Document section:
======
SYDNEY: Australia's New South Wales state on Thursday (Jul 8) reported its biggest daily rise in locally acquired cases of COVID-19 for the year as officials struggle to stamp out a growing cluster of the highly infectious Delta variant.
The spike in cases after two weeks of a hard lockdown in Sydney, Australia's largest city, raised the prospect of a further extension in restrictions, with officials blaming illegal family visits for a continuing rise in infections.
New South Wales reported 38 new local cases, up from 27 a day earlier, with 11 of those having spent time in the community while infectious.
"We don't want to prolong the lockdown, we don't want to see Sydney or New South Wales going in and out of lockdown until we have the vast majority of our population vaccinated," state Premier Gladys Berejiklian told reporters in Sydney.
======
Raw data:
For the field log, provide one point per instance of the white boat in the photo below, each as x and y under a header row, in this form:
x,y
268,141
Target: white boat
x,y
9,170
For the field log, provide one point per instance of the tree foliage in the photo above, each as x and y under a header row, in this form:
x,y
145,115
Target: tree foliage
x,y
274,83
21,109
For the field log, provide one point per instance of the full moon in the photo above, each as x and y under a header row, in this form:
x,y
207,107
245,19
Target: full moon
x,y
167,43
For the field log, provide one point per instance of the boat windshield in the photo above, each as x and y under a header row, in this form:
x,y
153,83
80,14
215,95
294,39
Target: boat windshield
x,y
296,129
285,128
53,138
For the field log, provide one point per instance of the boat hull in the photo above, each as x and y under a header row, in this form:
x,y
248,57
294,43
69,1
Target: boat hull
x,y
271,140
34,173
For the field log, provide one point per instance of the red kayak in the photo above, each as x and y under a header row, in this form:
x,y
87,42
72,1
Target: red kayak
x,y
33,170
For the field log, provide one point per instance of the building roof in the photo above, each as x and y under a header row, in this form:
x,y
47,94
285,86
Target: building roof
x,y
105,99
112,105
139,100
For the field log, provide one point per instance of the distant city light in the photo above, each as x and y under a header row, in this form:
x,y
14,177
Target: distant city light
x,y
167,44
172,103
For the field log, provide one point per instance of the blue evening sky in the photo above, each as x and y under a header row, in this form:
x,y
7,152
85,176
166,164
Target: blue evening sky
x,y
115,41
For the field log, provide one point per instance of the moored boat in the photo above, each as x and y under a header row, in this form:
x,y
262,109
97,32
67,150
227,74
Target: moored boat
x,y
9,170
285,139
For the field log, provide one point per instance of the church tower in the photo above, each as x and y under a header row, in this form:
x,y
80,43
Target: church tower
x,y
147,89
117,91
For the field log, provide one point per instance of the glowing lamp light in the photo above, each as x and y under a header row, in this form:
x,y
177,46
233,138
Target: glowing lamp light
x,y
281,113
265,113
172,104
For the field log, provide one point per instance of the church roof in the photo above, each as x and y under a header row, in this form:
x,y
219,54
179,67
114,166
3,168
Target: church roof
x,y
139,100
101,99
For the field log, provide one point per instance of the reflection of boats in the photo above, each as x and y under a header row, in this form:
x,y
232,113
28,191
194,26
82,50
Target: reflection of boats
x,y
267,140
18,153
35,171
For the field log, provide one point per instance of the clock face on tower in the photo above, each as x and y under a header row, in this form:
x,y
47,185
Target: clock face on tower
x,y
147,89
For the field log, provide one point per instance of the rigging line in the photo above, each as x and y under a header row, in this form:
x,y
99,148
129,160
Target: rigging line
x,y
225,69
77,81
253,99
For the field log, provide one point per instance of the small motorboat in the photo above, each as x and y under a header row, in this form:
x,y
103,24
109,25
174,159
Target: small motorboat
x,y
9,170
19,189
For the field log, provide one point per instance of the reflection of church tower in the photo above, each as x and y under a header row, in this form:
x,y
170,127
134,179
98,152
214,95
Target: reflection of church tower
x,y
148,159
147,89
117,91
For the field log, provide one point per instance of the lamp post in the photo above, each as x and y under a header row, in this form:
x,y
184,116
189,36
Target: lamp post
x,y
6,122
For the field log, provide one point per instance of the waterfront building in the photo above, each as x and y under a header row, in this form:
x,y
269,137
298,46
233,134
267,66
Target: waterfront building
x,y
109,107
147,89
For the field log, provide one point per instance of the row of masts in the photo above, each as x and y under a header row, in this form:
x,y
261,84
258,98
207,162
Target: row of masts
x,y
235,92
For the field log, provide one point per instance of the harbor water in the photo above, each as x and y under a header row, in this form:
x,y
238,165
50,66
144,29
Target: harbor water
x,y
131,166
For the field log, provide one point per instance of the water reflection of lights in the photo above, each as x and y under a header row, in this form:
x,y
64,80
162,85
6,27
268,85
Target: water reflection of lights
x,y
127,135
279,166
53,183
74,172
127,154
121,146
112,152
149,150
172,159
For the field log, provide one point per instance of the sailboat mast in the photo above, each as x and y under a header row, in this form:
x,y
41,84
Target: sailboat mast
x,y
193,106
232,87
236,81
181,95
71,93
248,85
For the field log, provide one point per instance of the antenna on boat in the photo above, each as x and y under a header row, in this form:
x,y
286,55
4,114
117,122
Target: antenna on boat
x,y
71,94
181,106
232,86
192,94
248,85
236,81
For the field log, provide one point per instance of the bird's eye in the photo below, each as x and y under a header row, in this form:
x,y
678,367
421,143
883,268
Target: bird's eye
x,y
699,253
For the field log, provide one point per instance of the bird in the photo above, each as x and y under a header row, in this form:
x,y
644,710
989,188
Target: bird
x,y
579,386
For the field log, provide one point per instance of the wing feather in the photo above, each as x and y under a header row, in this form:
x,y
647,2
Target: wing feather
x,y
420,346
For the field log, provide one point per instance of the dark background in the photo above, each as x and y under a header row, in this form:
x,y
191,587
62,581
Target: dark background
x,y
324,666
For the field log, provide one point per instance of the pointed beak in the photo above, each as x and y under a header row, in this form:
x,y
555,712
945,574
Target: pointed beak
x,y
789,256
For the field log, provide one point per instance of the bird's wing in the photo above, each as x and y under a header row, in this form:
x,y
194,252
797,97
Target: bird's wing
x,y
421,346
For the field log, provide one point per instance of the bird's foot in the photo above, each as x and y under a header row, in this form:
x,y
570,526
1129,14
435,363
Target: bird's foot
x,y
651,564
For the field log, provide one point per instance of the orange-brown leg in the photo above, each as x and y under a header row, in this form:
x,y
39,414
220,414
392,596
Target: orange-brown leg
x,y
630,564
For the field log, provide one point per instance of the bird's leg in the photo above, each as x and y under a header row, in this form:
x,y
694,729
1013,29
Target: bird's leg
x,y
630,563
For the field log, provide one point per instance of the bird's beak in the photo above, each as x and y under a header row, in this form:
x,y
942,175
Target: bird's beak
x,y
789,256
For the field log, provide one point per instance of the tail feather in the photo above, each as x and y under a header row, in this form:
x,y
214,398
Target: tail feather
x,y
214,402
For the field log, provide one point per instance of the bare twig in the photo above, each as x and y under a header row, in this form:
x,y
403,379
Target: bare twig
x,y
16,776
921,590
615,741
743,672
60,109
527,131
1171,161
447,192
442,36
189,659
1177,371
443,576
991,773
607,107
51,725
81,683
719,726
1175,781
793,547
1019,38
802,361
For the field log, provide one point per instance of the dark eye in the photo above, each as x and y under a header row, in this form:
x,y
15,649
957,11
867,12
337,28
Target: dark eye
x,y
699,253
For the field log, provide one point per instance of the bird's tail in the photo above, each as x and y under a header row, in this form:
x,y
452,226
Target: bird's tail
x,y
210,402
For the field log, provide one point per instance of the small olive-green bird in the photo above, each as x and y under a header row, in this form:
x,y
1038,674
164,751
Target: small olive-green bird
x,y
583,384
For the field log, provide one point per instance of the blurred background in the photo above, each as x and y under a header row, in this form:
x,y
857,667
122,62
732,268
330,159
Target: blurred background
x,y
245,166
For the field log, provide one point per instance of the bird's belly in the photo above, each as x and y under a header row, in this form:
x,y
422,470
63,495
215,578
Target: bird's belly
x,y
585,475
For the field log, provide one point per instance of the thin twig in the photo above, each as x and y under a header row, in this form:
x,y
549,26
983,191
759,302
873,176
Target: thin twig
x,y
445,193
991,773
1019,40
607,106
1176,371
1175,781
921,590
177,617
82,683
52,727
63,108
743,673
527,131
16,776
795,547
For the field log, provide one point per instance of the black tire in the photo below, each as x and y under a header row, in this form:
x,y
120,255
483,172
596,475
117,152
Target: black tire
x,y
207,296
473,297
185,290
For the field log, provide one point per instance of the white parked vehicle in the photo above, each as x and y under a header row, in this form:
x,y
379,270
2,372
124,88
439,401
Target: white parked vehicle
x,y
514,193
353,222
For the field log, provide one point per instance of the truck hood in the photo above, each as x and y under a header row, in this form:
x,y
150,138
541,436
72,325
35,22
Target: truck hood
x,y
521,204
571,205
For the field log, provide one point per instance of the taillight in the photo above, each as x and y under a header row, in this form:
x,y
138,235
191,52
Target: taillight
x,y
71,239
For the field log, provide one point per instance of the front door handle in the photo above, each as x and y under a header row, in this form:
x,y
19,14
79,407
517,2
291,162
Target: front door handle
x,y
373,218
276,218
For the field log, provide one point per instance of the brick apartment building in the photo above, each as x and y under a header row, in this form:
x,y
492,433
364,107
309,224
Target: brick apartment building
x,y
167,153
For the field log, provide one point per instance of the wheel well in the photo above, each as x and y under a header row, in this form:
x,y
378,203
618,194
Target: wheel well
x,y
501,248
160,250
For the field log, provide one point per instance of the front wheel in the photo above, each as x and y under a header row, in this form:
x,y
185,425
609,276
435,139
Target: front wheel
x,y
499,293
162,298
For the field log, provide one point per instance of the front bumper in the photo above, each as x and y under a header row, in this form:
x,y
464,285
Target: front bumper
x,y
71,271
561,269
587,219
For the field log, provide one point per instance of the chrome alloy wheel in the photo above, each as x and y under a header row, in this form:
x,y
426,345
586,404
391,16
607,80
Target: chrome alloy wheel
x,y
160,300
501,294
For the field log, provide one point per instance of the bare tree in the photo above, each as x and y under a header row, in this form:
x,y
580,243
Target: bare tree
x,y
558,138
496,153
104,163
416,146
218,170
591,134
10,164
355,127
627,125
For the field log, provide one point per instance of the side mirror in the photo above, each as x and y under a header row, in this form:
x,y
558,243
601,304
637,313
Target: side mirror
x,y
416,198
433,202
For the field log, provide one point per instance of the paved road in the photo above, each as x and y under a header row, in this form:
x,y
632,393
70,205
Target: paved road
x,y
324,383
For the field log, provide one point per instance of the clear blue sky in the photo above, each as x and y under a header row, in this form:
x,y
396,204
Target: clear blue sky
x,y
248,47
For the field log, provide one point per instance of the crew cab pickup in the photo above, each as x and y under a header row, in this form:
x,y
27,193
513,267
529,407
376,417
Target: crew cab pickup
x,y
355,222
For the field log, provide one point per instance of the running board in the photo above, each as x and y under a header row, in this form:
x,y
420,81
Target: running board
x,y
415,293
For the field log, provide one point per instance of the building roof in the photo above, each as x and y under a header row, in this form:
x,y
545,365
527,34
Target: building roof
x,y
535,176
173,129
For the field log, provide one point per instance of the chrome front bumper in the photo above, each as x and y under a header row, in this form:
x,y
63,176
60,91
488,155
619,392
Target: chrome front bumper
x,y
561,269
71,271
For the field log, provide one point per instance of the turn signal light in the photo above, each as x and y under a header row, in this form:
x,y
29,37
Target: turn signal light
======
Instructions for the task:
Continue the news report on the COVID-19 Delta outbreak in New South Wales, starting after its last sentence.

Response to this exercise:
Berejiklian implored residents to limit visits to family as data suggested that the virus was spreading during such meetings, and urged people with flu symptoms to take their entire family for COVID-19 tests due to the highly transmissible Delta strain.
She said she had no plans to prolong the current lockdown beyond Jul 16, but warned it would be "an unrealistic assumption" to control the Delta variant amid low vaccination rates and people flouting social distancing rules.
Just over 9 per cent of people in NSW have been fully vaccinated, while about 29 per cent have had a first dose.
Prime Minister Scott Morrison said the federal government would ensure adequate economic support if the lockdown was extended, saying the state was on "shifting sands" and urged patience.
"I know people are getting tired ... getting frustrated. This is a virus we are dealing with, and it tends to set its own rules," Morrison said during a televised media conference.
A strict stay-at-home order has been in force in Sydney, home to a fifth of the country's 25 million population, since Jun 26, restricting people's movements and limiting gatherings.
The Australian Medical Association (AMA), meanwhile, warned New South Wales authorities to avoid lifting any lockdown rules before totally suppressing the Delta outbreak.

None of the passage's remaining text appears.